_AUFGABE_.
Schreiben Sie alle Zeilen von der Zeile mit „Does the image below contain any horse“ bis hinunter zur Zeile mit „232, 0, 431, 164“ wortgetreu ab, beide eingeschlossen. Die Bilder gehören nicht in Ihre Abschrift.

_DATENSATZ_.
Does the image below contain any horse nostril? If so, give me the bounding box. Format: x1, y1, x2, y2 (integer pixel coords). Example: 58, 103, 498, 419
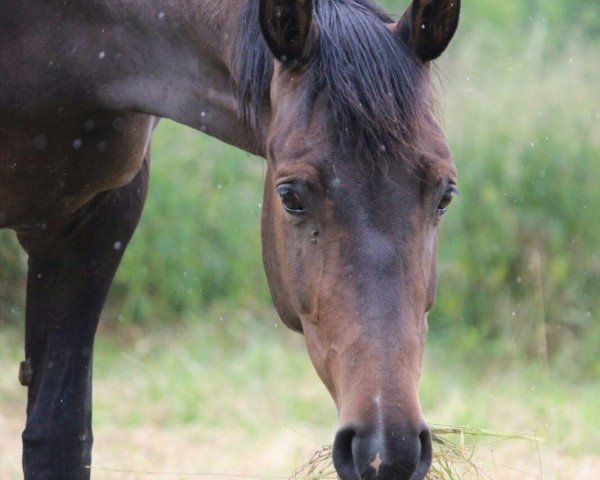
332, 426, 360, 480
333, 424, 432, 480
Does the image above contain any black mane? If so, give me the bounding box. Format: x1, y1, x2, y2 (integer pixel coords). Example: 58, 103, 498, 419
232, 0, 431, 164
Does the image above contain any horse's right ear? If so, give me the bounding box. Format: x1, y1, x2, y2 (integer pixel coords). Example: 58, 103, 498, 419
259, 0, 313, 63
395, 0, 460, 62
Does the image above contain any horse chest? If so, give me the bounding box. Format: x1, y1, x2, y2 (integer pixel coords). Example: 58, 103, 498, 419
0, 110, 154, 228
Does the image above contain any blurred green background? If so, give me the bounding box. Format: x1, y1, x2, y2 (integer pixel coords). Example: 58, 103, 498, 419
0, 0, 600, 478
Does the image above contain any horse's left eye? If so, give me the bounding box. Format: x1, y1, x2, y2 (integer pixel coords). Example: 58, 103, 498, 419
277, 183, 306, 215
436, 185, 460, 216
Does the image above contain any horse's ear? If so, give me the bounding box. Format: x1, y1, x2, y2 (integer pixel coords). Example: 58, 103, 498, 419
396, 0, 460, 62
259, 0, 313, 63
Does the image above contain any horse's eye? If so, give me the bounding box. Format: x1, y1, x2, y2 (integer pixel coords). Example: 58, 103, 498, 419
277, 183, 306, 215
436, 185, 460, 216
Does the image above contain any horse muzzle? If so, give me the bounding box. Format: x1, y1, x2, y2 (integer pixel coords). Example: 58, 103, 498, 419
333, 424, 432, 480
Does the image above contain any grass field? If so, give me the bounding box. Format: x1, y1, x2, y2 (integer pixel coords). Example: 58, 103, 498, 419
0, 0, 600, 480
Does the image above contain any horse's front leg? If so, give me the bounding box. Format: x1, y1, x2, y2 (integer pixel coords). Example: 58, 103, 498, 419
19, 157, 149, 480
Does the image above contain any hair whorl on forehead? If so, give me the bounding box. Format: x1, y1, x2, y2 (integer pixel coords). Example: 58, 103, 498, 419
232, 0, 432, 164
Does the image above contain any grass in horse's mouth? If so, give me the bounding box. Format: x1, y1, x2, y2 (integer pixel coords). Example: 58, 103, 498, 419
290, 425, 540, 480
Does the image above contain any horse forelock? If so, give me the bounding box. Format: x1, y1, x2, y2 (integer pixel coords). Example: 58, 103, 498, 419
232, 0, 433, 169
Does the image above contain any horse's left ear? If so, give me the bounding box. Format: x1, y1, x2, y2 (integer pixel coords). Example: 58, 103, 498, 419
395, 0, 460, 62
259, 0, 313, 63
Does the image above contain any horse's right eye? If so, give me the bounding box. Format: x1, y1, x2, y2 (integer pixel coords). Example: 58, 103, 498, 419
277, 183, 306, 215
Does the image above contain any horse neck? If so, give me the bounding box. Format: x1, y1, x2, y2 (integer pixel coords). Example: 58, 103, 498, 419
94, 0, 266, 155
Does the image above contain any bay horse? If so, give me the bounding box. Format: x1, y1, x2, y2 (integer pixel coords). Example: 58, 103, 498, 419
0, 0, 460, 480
==
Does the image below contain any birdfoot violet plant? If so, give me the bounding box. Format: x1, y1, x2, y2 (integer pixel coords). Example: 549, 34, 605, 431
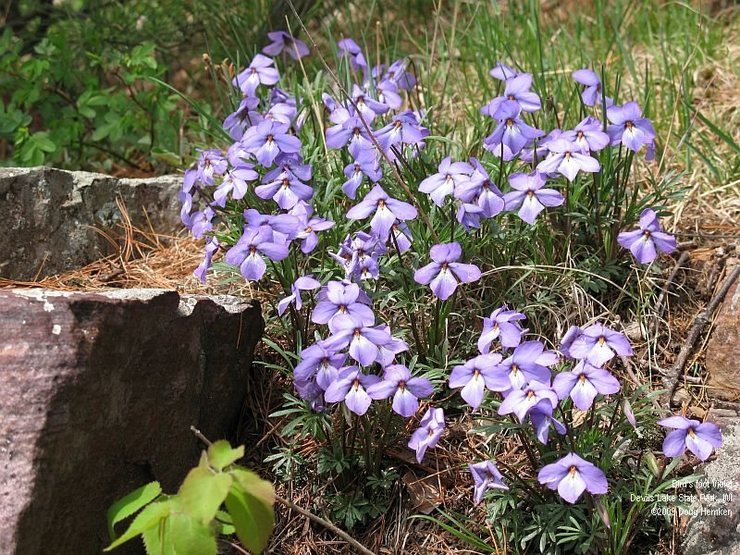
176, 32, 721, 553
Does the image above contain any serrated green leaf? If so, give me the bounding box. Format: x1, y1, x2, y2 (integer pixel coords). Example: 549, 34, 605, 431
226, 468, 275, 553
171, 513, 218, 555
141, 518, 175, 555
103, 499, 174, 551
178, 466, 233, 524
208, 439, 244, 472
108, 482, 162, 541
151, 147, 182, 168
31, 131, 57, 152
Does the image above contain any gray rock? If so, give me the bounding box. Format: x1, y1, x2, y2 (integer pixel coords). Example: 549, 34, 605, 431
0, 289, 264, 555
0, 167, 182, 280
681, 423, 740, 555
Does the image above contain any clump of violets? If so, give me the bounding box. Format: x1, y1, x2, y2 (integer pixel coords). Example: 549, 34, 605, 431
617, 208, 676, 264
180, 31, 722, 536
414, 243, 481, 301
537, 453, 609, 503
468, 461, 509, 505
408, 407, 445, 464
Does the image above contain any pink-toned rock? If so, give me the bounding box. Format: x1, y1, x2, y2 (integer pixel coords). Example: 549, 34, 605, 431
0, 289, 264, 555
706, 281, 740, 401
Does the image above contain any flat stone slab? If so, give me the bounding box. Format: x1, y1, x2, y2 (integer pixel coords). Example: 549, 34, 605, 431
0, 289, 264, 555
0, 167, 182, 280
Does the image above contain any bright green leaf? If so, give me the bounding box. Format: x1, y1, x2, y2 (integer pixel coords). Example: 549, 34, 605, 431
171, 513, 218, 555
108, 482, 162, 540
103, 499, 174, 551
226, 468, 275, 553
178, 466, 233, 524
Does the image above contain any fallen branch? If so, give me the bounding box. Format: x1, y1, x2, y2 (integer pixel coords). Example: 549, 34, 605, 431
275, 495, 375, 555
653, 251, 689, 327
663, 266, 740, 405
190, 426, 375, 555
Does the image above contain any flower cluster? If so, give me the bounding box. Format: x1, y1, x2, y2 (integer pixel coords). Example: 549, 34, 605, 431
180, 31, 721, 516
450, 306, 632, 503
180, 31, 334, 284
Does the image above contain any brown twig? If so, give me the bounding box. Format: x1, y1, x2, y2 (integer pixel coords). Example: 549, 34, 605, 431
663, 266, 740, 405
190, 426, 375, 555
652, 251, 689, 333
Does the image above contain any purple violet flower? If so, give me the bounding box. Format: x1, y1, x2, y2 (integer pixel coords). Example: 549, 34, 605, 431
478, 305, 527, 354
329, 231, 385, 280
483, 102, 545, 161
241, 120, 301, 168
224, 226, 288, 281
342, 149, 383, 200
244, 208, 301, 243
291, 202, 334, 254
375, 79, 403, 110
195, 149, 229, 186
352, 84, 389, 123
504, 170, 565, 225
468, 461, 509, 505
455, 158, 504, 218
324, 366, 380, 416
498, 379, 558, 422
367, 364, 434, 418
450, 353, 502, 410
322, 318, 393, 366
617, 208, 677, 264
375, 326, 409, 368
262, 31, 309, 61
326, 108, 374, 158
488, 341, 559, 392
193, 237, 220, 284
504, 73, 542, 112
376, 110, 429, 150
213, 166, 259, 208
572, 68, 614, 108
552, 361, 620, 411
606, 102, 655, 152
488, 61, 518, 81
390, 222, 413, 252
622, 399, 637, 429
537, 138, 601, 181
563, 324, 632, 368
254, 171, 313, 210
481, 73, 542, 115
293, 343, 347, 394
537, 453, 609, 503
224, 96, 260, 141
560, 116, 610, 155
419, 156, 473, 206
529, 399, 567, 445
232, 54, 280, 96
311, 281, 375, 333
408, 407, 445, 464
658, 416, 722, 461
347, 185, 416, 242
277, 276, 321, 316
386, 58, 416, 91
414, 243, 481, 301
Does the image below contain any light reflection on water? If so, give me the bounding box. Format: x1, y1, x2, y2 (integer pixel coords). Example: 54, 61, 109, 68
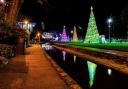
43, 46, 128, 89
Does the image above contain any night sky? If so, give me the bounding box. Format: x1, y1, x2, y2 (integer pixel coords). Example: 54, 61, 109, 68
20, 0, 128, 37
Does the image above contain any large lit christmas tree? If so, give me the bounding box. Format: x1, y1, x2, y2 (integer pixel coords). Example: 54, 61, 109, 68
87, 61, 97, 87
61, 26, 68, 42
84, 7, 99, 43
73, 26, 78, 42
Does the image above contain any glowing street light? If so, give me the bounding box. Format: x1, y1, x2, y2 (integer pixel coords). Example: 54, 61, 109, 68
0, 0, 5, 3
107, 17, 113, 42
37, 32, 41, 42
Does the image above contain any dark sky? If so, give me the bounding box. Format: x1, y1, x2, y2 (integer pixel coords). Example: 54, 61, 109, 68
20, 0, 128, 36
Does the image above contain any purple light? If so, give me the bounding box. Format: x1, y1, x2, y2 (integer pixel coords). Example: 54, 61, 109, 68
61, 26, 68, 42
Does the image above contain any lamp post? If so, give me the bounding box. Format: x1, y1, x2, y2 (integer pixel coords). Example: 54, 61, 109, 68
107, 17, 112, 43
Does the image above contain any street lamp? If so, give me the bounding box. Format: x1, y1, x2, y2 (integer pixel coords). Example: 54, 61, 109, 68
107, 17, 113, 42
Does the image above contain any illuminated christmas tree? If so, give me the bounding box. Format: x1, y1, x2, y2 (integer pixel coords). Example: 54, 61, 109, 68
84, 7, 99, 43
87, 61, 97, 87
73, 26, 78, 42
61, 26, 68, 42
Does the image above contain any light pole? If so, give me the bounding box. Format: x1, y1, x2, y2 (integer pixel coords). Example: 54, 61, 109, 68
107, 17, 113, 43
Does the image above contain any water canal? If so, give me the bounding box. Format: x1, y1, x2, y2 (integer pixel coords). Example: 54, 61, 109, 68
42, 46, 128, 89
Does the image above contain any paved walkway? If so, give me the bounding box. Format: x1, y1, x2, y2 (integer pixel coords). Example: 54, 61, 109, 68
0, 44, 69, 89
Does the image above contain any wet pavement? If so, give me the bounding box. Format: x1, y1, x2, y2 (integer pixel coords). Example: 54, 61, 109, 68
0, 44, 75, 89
* * *
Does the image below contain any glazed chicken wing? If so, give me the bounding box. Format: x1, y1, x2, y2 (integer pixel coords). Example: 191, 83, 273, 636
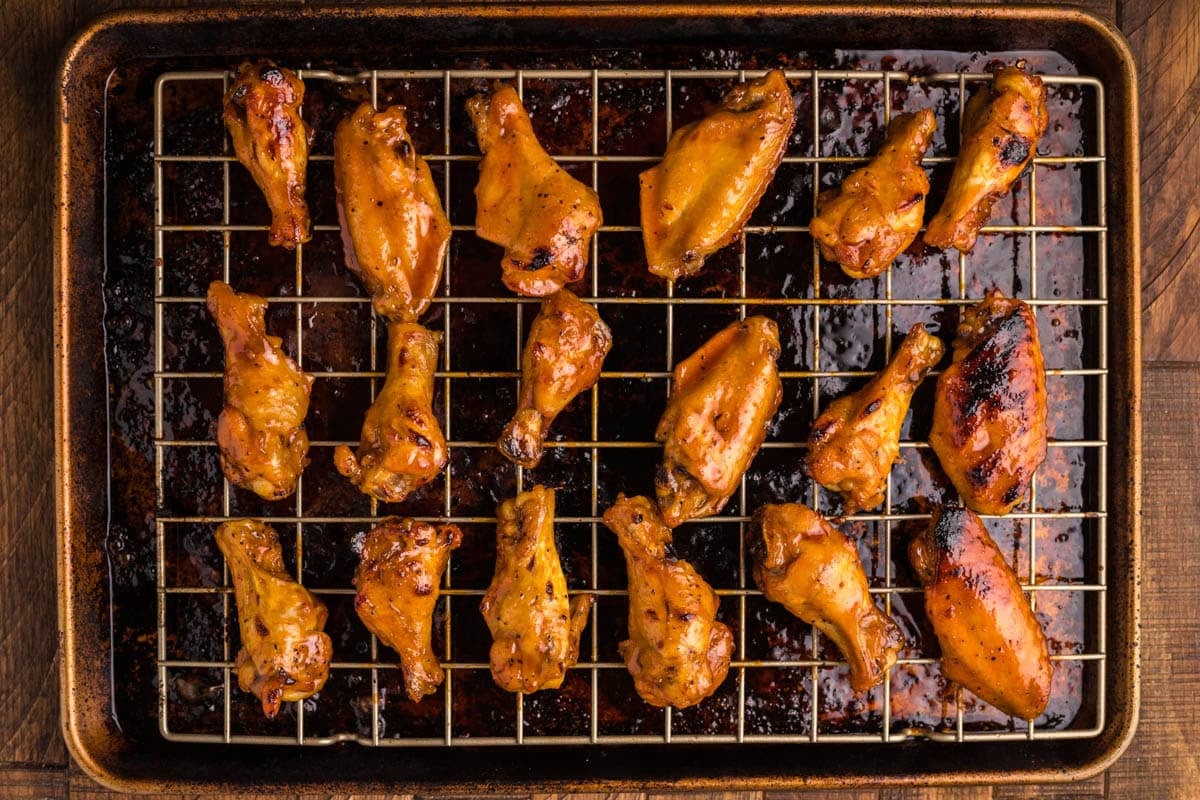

_LÖSUNG_.
Does the image below contain any horse nostril? If so, give me the bounding box. Format: x1, y1, x2, y2 (integer pixel coords). Example: 58, 103, 498, 419
332, 426, 360, 480
333, 424, 432, 480
Does the image above contain any black mane? If so, give me the bounding box. Format: x1, y1, x2, y2 (integer pixel coords). Example: 58, 103, 498, 419
232, 0, 431, 164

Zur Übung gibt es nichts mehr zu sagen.